++++ STORED DATA ++++

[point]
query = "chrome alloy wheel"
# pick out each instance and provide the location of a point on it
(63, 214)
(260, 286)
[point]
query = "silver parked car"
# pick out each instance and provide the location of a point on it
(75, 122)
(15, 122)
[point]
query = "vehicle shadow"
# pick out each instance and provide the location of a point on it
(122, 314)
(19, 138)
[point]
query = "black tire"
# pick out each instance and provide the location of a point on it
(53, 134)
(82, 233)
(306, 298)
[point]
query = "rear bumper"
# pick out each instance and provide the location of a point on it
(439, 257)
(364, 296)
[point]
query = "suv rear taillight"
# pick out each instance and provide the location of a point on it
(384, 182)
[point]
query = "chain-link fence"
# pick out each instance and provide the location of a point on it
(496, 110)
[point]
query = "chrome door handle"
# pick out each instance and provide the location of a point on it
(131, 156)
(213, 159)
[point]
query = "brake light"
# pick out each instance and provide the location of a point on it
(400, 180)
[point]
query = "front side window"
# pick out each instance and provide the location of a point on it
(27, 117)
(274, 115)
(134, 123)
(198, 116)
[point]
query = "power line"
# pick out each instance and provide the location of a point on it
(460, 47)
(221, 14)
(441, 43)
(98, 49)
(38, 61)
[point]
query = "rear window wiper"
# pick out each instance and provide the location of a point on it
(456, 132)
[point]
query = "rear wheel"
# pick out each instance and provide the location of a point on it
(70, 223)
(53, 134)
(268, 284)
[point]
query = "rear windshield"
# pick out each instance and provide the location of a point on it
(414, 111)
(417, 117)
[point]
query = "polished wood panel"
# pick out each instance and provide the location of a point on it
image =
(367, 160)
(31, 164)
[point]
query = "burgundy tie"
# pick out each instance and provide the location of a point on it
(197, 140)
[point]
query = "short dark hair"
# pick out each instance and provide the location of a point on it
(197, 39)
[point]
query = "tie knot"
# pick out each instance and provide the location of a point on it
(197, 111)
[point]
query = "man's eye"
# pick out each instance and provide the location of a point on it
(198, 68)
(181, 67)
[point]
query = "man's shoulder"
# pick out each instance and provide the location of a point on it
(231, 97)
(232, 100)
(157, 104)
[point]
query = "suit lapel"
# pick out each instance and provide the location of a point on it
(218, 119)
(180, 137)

++++

▶ **PROBLEM DETAILS**:
Using the listing above, retype each line exactly.

▶ **WORKED SOLUTION**:
[point]
query = "chrome alloy wheel"
# pick out each instance and provide the location of a point on it
(63, 214)
(260, 286)
[point]
query = "silver parked car"
# pick out each instance and provide the location of a point on it
(75, 122)
(15, 122)
[point]
query = "vehicle shadow"
# pick out each instance and provide the location of a point on it
(122, 314)
(19, 138)
[point]
query = "black tire"
# pick out each instance and provide the location of a point on it
(53, 134)
(82, 233)
(306, 298)
[point]
query = "rear bumper"
# pick out each instance and provide the location of a point on it
(439, 257)
(364, 296)
[point]
query = "suv rear taillight"
# pick out each instance and provide the location of a point on it
(384, 182)
[point]
query = "chain-link fence"
# pick out each instance and provide the location of a point on it
(496, 110)
[point]
query = "chrome door handle"
# pick out each instance and provide the location of a point on it
(131, 156)
(213, 159)
[point]
query = "brake light"
# pick out each instance and provide the location of a point on it
(400, 180)
[point]
query = "front side window"
# pick out each instance and provide the location of a point on it
(27, 117)
(274, 115)
(134, 123)
(198, 116)
[point]
query = "power line"
# pick out each instance and provide the location of a point on it
(460, 47)
(221, 14)
(441, 43)
(98, 49)
(38, 61)
[point]
query = "rear window wiper"
# pick out each instance and provide the location of a point on it
(456, 132)
[point]
query = "rear wheel"
# pick out each instance and provide the location of a point on it
(70, 223)
(53, 134)
(268, 284)
[point]
query = "rear windshield"
# pick out each instance and provide the location of a point on it
(414, 111)
(417, 117)
[point]
query = "polished wood panel"
# pick out each instance and provide the location of a point on it
image =
(367, 160)
(31, 164)
[point]
query = "burgundy tie"
# pick out each instance and provide the location of a point on it
(197, 140)
[point]
query = "short dark hair"
# pick out each instance and provide the location of a point on it
(197, 39)
[point]
query = "tie knot"
# pick out each instance and provide the location of a point on it
(197, 111)
[point]
query = "man's eye"
# pick out each instance and provide the location of a point on it
(198, 68)
(181, 67)
[point]
query = "man's shoulder"
# pick out each instance and provide the location of a point on it
(231, 97)
(232, 100)
(157, 104)
[point]
query = "suit lapel"
# pick out each instance and provide the location of a point on it
(218, 119)
(180, 137)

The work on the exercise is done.